▸ **Énoncé du problème 1**: Traduisez en anglais la phrase suivante, tirée du passage sur Rilke et la poésie : « La poésie est la seule espérance parce qu’elle est seule à pouvoir discerner la vérité de notre temps. »

▸ **Passage fourni**:
○ ○ ○ ○ ○ ○ ○
L’histoire de l’humanité est une certaine forme de poème. Il faut faire le lien avec la poésie au sens très « large » du terme comme avec celle que l’on retrouve dans chaque peuple et avec la poésie au sens « étroit » du terme comme cette parole très singulière d’Orphée née en Grèce et qui se distingue très clairement du religieux parce qu’elle est d’abord parole du chant. Rilke est vraiment poète en ce sens-là. C’est d’abord dans la parole que se déploie l’expérience poétique en lui donnant une grande rigueur. Nous ne sommes plus dans les rapports étroits où nous enfermons les choses comme des chasseurs de papillons.
La correspondance de Rilke, qui fut aussi le secrétaire d’Auguste Rodin, avec Marina Tsvetaieva nous est, en effet, incompréhensible si nous ne nous immergeons pas dans le monde poétique où explosent tous nos points de repère. Dans Ion, ce dialogue de Platon, l’élément frappant est que son thème évoque l’inspiration venant du dieu au poète, du rhapsode, lecteur du poème à l’auditeur. Tous ont le même rapport à la poésie. Il n’y a pas un rapport moindre du lecteur du poème, du rhapsode, à celui des poètes. Pour nous, c’est tout à fait choquant parce que le poète est le créateur voulant s’exprimer et qui serait frustré s’il ne le pouvait pas. Platon dit que la poésie est un état de présence complètement incandescent ; si vous lisez un poème, vous êtes pleinement en rapport avec la poésie, ce qui ne veut pas dire qu’on y soit à chaque fois. Il y a une manière de se disposer par rapport au poème qui est de votre responsabilité mais vous pouvez apprendre à entrer dans ce rapport crucial à la poésie, en prenant du temps.
Pour Marina Tsvetaieva, poétesse russe et amie de Rilke, il « est aussi nécessaire que le prêtre sur le champ de bataille » car « par son opposition », il est un « contrepoison à notre temps » et « ne pouvait naître qu’en son sein ». Le poète est le contrepoison du temps. Le poète, parce qu’il est sans consolation, parce qu’il traverse l’enfer, réussit à voir par où on s’en libère et si nous voulons sortir de la dévastation, nous devons écouter les poètes. Ils vont parler à partir de la dévastation pour nous monter vers le vivant. La poésie est la seule espérance parce qu’elle est seule à pouvoir discerner la vérité de notre temps. Grandement, amplement il faut écouter la poésie, elle est le vrai de la vie. Ce qui est proprement terrible, c’est qu’on ne peut convaincre quelqu’un, soit il entend soit il n’entend pas ! Marina Tsvetaieva ajoute que « Rilke fait exception, lui seul est à la fois sublime et très grand mais c’est un poète dont le sublime exceptionnel n’exclut rien, c’est comme si en faisant don d’une seule chose aux autres poètes de l’esprit, Dieu leur avait ôté toutes les autres mais les avait laissées à lui en prime ».
○ ○ ○ ○ ○ ○ ○
▸ **Liste des données**:
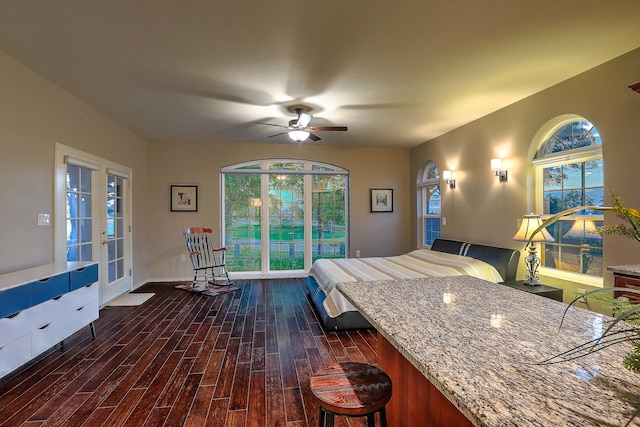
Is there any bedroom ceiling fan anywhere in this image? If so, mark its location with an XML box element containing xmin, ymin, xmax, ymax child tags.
<box><xmin>254</xmin><ymin>107</ymin><xmax>347</xmax><ymax>142</ymax></box>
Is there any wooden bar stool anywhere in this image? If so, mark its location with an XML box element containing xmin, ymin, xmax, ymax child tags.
<box><xmin>310</xmin><ymin>362</ymin><xmax>391</xmax><ymax>427</ymax></box>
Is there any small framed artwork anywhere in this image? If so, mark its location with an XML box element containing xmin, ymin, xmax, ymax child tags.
<box><xmin>171</xmin><ymin>185</ymin><xmax>198</xmax><ymax>212</ymax></box>
<box><xmin>371</xmin><ymin>188</ymin><xmax>393</xmax><ymax>212</ymax></box>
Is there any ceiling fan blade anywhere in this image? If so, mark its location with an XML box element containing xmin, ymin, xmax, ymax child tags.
<box><xmin>252</xmin><ymin>122</ymin><xmax>289</xmax><ymax>129</ymax></box>
<box><xmin>298</xmin><ymin>113</ymin><xmax>313</xmax><ymax>127</ymax></box>
<box><xmin>309</xmin><ymin>126</ymin><xmax>347</xmax><ymax>132</ymax></box>
<box><xmin>267</xmin><ymin>132</ymin><xmax>289</xmax><ymax>138</ymax></box>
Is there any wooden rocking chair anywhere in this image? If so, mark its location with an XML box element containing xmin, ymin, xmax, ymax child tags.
<box><xmin>184</xmin><ymin>227</ymin><xmax>232</xmax><ymax>288</ymax></box>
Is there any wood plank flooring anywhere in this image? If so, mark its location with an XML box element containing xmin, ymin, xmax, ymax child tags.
<box><xmin>0</xmin><ymin>279</ymin><xmax>377</xmax><ymax>427</ymax></box>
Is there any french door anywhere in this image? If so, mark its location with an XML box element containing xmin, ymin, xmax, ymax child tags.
<box><xmin>222</xmin><ymin>159</ymin><xmax>349</xmax><ymax>275</ymax></box>
<box><xmin>55</xmin><ymin>144</ymin><xmax>132</xmax><ymax>305</ymax></box>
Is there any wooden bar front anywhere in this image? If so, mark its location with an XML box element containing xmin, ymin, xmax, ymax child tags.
<box><xmin>378</xmin><ymin>334</ymin><xmax>473</xmax><ymax>427</ymax></box>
○ ○ ○ ○ ○ ○ ○
▸ **Énoncé du problème 2**: Repérez parmi les lignes ci-dessus toutes celles qui contiennent la chaîne « location », puis recopiez-les.

▸ **Résultat attendu 1**: Poetry is the only hope because it alone can discern the truth of our time.

▸ **Résultat attendu 2**:
Is there any bedroom ceiling fan anywhere in this image? If so, mark its location with an XML box element containing xmin, ymin, xmax, ymax child tags.
Is there any wooden bar stool anywhere in this image? If so, mark its location with an XML box element containing xmin, ymin, xmax, ymax child tags.
Is there any small framed artwork anywhere in this image? If so, mark its location with an XML box element containing xmin, ymin, xmax, ymax child tags.
Is there any ceiling fan blade anywhere in this image? If so, mark its location with an XML box element containing xmin, ymin, xmax, ymax child tags.
Is there any wooden rocking chair anywhere in this image? If so, mark its location with an XML box element containing xmin, ymin, xmax, ymax child tags.
Is there any wood plank flooring anywhere in this image? If so, mark its location with an XML box element containing xmin, ymin, xmax, ymax child tags.
Is there any french door anywhere in this image? If so, mark its location with an XML box element containing xmin, ymin, xmax, ymax child tags.
Is there any wooden bar front anywhere in this image? If so, mark its location with an XML box element containing xmin, ymin, xmax, ymax child tags.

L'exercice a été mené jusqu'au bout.